__Task item__.
Across these entries, how many lines contain the word "same"? Answer with only the number.
*** Opening of Task inputs ***
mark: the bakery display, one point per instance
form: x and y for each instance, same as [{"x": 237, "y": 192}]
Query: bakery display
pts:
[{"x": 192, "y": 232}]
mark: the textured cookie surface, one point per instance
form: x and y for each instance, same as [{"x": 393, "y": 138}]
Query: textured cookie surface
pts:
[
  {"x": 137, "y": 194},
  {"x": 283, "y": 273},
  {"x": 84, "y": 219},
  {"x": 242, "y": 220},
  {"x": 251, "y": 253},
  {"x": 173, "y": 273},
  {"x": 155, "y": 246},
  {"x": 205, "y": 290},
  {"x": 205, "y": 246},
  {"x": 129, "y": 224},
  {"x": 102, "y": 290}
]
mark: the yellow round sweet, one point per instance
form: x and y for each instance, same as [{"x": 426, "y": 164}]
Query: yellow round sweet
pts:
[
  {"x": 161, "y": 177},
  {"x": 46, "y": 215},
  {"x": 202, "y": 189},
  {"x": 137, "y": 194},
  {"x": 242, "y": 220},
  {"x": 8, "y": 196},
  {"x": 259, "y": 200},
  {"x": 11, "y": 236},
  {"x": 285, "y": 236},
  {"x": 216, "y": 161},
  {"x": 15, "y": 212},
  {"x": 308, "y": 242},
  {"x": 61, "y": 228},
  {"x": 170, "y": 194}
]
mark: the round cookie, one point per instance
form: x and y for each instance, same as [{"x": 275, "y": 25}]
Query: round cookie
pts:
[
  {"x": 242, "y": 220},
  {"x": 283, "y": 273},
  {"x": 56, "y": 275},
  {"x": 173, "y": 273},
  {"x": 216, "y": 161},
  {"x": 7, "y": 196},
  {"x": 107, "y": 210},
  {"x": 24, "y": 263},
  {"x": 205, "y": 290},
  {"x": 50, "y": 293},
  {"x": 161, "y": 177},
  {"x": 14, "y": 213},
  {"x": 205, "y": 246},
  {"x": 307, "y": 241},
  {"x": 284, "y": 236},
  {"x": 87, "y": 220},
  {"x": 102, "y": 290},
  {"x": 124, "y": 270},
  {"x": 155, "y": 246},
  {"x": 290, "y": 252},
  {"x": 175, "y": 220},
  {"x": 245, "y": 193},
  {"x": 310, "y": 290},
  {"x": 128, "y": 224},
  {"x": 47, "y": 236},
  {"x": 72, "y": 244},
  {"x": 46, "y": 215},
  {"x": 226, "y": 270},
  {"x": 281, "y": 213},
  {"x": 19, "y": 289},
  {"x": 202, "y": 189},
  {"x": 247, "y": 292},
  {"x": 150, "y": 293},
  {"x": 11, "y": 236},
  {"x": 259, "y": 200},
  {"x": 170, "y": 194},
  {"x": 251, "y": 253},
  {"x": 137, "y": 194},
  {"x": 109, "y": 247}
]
*** Close of Task inputs ***
__Output of the exercise__.
4